■ **YOUR TASK**
Retype the lines from the line containing "342L69 350L17 372L0" up to and including the line containing "positive clicks: (52, 389)", and nothing else.

Collected data entries:
━━━━
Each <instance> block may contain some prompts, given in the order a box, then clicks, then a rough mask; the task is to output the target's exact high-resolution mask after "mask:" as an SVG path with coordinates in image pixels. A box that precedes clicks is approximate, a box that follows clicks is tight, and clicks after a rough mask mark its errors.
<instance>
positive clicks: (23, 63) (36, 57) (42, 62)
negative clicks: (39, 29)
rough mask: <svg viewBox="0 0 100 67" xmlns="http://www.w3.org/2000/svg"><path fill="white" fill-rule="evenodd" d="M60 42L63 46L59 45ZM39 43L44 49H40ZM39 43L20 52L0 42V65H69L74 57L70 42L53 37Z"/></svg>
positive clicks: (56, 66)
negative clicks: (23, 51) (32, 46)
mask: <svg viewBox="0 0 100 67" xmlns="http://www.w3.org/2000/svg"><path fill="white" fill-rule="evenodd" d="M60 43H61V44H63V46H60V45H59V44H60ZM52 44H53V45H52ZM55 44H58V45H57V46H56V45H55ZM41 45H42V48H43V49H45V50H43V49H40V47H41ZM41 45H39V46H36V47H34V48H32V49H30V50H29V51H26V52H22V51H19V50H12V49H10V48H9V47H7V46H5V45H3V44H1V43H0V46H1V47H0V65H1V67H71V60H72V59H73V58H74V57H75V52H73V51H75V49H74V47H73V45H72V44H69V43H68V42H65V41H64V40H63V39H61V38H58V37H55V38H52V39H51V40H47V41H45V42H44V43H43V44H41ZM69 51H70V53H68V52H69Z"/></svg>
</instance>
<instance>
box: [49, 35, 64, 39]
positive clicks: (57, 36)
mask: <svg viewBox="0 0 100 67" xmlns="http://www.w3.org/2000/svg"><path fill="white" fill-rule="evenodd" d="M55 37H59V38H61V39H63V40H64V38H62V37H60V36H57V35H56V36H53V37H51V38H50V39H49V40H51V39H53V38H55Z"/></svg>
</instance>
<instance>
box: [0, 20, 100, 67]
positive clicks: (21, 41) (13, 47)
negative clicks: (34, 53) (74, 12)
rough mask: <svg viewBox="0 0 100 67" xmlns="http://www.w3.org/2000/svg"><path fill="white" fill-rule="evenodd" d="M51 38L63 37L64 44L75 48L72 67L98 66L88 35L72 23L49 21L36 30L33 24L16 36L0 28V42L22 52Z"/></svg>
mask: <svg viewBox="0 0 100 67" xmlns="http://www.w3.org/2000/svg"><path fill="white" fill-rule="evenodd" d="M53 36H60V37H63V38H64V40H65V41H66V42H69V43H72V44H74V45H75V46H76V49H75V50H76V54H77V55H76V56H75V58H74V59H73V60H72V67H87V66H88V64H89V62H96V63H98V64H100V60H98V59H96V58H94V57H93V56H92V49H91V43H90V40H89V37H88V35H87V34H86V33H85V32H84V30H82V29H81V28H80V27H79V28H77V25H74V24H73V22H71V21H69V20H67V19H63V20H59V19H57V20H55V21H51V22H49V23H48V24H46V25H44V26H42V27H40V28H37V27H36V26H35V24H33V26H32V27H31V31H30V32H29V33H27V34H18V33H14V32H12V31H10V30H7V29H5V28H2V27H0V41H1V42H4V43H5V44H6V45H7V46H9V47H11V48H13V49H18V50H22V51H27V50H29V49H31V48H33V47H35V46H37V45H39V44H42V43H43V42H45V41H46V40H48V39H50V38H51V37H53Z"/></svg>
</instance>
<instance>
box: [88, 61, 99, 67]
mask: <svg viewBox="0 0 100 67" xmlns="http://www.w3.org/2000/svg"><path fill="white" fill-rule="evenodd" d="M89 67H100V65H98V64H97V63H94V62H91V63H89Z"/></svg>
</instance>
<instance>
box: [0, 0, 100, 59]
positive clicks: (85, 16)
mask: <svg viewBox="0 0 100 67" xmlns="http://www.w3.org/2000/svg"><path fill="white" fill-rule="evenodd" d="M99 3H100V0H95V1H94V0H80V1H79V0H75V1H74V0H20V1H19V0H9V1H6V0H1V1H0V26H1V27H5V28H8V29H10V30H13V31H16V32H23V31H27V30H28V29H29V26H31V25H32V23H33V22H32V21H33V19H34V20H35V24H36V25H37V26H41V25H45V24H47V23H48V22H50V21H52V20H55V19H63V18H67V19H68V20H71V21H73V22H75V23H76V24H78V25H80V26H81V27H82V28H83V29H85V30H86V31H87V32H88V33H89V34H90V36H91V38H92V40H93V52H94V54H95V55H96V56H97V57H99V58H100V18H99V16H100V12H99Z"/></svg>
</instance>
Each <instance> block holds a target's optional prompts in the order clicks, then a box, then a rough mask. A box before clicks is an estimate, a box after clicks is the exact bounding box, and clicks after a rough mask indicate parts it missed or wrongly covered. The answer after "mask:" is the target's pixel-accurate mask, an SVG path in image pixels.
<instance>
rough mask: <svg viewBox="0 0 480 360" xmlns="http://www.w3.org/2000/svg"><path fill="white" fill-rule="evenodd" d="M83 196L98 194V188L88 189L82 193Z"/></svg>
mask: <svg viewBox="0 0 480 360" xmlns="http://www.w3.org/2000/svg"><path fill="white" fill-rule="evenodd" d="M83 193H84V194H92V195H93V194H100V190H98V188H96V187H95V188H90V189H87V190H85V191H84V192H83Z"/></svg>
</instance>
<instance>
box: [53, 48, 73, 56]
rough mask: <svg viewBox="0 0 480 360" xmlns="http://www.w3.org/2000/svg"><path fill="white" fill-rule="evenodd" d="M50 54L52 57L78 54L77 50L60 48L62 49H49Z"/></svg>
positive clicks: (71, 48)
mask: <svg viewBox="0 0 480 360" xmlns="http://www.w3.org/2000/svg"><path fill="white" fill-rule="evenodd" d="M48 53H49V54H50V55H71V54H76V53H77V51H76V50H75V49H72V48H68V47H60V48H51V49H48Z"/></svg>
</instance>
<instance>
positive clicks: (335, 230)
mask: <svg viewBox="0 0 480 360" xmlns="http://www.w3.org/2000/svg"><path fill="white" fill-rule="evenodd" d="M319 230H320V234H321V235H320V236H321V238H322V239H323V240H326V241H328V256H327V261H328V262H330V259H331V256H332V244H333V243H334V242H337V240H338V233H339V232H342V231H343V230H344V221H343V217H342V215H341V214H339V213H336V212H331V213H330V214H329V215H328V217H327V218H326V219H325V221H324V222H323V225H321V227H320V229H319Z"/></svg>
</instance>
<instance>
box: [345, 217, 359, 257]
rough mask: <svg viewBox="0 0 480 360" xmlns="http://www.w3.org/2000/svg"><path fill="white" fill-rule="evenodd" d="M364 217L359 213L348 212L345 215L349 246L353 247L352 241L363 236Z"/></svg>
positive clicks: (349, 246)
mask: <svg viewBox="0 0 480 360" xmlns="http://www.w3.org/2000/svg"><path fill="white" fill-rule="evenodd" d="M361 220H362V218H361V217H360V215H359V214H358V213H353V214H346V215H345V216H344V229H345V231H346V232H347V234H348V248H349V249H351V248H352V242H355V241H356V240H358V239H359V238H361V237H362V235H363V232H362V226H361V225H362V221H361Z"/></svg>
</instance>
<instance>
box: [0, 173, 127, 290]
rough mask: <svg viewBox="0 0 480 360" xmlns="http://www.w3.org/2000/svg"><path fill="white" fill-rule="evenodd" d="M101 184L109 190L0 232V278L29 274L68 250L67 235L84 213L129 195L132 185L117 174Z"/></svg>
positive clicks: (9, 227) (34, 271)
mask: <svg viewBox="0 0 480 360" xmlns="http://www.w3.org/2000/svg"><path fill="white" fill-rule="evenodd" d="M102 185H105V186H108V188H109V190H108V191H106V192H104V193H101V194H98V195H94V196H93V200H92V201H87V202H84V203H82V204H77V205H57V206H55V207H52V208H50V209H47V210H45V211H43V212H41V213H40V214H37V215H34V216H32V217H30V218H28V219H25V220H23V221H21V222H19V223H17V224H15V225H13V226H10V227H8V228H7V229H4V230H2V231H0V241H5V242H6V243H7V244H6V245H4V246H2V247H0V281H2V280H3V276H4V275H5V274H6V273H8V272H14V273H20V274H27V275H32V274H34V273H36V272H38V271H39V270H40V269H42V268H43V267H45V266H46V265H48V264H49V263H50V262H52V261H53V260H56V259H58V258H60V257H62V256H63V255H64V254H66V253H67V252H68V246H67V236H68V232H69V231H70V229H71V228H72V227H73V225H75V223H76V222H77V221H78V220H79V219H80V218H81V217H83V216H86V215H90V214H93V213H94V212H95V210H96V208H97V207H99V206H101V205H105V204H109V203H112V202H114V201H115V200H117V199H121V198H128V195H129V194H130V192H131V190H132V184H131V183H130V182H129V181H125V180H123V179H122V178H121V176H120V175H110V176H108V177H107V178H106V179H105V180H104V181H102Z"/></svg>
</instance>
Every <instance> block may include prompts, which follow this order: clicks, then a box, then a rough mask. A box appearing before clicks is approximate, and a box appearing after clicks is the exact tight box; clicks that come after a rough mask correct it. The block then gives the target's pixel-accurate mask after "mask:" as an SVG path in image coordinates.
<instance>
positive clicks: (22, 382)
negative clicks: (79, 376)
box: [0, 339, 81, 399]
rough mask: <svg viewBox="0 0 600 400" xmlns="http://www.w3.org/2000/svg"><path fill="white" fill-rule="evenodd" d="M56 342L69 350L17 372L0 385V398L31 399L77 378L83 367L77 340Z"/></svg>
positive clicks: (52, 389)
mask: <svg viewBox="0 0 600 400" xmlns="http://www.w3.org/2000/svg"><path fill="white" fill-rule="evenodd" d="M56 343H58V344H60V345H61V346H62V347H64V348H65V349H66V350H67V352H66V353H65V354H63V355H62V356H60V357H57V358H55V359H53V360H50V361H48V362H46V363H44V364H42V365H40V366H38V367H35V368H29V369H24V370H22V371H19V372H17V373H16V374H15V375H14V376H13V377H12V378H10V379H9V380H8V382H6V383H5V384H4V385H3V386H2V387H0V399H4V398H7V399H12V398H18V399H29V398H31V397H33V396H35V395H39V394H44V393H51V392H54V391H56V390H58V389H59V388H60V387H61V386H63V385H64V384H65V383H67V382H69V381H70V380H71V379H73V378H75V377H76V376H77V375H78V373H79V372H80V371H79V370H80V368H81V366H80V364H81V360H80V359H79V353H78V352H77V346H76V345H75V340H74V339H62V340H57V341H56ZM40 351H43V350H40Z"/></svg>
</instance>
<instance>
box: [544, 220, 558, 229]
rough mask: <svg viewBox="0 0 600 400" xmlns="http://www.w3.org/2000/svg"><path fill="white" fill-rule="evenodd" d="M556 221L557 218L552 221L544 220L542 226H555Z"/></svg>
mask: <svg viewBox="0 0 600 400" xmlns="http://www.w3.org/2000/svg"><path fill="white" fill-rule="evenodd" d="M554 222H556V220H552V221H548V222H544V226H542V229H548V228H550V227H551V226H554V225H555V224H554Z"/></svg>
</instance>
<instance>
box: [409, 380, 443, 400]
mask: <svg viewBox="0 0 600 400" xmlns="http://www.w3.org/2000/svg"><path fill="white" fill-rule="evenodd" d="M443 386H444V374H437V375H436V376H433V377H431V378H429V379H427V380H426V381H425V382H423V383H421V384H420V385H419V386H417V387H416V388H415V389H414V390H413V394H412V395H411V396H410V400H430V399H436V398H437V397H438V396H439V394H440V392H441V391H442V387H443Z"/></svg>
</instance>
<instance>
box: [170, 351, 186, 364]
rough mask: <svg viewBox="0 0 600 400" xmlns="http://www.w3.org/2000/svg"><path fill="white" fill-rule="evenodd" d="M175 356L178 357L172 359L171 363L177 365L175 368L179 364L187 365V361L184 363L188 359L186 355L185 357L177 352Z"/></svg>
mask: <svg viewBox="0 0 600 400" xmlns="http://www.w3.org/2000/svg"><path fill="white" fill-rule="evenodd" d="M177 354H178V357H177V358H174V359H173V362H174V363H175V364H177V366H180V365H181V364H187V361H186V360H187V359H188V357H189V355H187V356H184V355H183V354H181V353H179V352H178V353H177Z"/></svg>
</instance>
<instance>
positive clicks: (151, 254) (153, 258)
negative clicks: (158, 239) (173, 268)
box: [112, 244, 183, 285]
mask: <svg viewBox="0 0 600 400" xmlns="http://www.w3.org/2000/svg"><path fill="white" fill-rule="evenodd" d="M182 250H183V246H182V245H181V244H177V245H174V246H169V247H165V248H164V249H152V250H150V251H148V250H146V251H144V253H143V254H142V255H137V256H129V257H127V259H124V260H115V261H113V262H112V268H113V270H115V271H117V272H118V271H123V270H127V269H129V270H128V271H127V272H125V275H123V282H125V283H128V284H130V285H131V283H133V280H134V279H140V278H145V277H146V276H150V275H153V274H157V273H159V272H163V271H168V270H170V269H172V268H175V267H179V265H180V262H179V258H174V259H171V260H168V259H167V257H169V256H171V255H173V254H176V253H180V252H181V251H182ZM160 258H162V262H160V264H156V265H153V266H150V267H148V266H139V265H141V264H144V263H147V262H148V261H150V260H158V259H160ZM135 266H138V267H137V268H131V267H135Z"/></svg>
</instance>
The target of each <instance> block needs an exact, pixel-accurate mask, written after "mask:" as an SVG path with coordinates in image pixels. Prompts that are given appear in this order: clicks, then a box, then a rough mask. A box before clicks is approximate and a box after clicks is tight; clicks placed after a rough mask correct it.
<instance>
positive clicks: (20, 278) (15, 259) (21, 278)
━━━━
■ **RESPONSE FOR THIS EXERCISE**
rough mask: <svg viewBox="0 0 600 400" xmlns="http://www.w3.org/2000/svg"><path fill="white" fill-rule="evenodd" d="M56 342L69 350L17 372L0 385V398L31 399L77 378L83 367L77 340Z"/></svg>
positive clicks: (52, 389)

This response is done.